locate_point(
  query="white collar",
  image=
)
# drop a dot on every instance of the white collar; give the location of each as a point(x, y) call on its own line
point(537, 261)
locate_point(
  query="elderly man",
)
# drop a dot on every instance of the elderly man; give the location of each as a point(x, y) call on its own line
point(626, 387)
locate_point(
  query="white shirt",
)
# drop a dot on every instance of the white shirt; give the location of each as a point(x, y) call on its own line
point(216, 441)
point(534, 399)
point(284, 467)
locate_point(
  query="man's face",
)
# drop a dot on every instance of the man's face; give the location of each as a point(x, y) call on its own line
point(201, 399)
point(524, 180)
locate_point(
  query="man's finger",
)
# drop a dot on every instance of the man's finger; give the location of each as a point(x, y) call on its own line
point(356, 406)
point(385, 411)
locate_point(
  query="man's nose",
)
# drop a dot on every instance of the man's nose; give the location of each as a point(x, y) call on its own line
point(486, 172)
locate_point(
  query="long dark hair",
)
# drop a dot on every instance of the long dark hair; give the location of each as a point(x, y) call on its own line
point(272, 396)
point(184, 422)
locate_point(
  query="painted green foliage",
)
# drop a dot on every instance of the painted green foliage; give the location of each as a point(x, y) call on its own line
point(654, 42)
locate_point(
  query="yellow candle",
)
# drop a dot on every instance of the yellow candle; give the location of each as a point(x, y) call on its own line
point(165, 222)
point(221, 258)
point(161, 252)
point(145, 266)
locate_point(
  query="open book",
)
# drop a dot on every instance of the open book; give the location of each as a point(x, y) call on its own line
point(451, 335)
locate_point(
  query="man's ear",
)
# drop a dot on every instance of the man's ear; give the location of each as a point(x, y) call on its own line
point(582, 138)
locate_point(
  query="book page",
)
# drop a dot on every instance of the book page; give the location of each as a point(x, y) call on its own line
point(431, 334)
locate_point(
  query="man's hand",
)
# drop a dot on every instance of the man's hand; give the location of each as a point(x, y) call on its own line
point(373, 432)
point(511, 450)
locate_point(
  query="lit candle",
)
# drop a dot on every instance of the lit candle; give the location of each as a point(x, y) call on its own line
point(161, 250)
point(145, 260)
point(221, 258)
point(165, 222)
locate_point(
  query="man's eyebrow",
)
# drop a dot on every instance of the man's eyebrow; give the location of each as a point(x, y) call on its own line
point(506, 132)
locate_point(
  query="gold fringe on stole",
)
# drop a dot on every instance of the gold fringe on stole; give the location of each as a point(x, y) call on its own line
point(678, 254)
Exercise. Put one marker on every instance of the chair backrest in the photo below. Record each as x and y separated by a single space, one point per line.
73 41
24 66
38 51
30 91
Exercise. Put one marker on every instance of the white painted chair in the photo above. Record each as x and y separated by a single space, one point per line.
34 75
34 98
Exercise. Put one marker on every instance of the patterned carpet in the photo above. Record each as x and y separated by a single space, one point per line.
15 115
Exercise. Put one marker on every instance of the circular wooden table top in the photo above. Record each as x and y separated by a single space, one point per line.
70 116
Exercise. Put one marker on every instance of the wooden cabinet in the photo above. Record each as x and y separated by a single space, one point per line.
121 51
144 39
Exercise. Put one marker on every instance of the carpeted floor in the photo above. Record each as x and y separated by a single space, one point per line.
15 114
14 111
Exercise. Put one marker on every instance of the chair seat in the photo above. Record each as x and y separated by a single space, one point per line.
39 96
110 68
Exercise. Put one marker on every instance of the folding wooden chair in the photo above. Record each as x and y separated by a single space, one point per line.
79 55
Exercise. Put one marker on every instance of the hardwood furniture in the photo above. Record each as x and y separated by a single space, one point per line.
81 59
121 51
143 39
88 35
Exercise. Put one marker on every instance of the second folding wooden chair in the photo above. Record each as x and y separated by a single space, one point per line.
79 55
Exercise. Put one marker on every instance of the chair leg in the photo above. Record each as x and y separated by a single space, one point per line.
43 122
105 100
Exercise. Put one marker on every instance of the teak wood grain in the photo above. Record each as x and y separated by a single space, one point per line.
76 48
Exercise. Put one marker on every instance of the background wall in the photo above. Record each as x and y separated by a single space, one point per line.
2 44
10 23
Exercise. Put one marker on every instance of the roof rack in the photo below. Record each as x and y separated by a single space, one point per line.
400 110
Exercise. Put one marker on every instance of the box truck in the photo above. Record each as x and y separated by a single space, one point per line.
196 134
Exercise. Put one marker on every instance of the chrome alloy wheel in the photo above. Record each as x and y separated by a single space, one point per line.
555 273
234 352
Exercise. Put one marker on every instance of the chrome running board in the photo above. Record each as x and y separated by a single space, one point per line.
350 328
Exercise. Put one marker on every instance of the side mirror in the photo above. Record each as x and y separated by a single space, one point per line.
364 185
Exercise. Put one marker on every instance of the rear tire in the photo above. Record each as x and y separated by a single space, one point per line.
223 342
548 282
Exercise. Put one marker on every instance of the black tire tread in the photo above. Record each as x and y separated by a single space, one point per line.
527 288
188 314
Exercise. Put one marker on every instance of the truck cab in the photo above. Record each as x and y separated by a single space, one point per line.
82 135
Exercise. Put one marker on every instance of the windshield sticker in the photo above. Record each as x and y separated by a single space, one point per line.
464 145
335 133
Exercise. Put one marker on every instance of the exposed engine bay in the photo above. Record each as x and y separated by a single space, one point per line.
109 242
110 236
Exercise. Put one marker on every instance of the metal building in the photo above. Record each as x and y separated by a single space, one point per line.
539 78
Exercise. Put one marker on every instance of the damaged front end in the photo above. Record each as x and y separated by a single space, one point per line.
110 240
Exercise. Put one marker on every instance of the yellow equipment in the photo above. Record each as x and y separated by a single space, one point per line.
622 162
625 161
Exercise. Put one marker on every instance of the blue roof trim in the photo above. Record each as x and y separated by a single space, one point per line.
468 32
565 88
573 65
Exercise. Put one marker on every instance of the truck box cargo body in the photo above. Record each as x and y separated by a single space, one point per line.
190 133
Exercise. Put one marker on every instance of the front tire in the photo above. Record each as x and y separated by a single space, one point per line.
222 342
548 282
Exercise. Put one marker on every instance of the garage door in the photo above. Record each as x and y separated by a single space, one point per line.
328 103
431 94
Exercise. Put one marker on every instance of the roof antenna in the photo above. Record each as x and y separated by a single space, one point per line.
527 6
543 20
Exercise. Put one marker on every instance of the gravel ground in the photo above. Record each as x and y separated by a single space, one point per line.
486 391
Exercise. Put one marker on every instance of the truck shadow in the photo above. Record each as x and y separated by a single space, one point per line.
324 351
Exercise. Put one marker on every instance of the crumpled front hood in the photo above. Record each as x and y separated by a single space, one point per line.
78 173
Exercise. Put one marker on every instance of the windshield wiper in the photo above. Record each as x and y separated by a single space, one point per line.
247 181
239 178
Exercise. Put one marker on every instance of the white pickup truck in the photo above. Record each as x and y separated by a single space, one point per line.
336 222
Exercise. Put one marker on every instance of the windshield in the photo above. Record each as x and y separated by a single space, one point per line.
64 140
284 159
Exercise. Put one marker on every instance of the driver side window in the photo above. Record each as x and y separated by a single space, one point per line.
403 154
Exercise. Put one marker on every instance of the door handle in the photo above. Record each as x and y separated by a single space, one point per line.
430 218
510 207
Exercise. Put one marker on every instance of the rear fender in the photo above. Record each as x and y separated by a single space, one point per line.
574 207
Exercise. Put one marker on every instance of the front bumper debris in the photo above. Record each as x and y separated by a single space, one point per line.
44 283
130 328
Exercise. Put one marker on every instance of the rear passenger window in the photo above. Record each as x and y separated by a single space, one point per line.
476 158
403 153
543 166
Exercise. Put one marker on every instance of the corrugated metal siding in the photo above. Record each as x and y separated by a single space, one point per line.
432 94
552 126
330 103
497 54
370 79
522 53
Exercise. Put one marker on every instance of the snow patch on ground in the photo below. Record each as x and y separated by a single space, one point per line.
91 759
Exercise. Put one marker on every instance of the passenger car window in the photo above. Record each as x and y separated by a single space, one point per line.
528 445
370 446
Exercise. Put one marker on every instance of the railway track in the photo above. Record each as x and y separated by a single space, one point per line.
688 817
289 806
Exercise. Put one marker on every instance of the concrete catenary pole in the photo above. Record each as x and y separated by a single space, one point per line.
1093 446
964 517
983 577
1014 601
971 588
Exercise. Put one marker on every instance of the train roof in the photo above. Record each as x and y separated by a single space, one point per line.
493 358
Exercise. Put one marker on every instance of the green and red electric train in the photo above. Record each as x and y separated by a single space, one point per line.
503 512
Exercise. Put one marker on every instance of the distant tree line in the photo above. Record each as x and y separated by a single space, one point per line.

┄┄┄┄┄┄┄┄┄┄┄┄┄┄┄┄┄┄┄┄

Your output should be the lines from the one with "Exercise. Put one marker on every instance of the door" through the end of the records above, copied exactly.

Exercise. Put one marker on every instance of the door handle in the photo above. Record each as x and y separated by a single space, one point per line.
430 218
510 207
Exercise. Put one marker on every instance of the rear fender in the photo above. Record each as x and y separated by a single space, one point per line.
574 207
Exercise. Put one marker on every instance of the front bumper debris in the photo above. Record each as x and y separated by a single space, one point per line.
44 283
130 328
Exercise. Put one marker on every instance of the rear passenger window in the photo above. Record each as x and y separated by a single space, one point per line.
476 158
403 153
543 166
Exercise. Put one marker on every instance of the corrugated metal siding in the photo above. Record each as x and y separated by a single space, one point per line.
432 94
552 126
330 103
497 54
370 79
522 53
Exercise. Put one marker on every instance of the snow patch on ground in the photo below. Record each as x and y separated by a single space, one point per line.
91 759
Exercise. Put one marker on every instance of the passenger car window in the photo above. Record each as x and y separated by a single space, one point per line.
528 445
370 446
Exercise. Put one marker on every instance of the railway track in the photo above. Record each as x and y separated by a single space, one point per line.
688 817
289 806
Exercise. Put one marker on every instance of the concrete catenary pole in the photo above. Record each as x and y separated by a single space, one point per line.
1093 446
964 517
983 577
1014 601
971 588
Exercise. Put one marker on every instance of the train roof in the photo above. Record each as x and y separated by a single space, one point per line.
493 358
Exercise. Put one marker on every instance of the green and red electric train in the photo above. Record each as x and y separated by a single space, one point per line.
503 512
Exercise. Put one marker on every instance of the distant tree line in the photo above. Record each as x and y separated by a single space, one point per line.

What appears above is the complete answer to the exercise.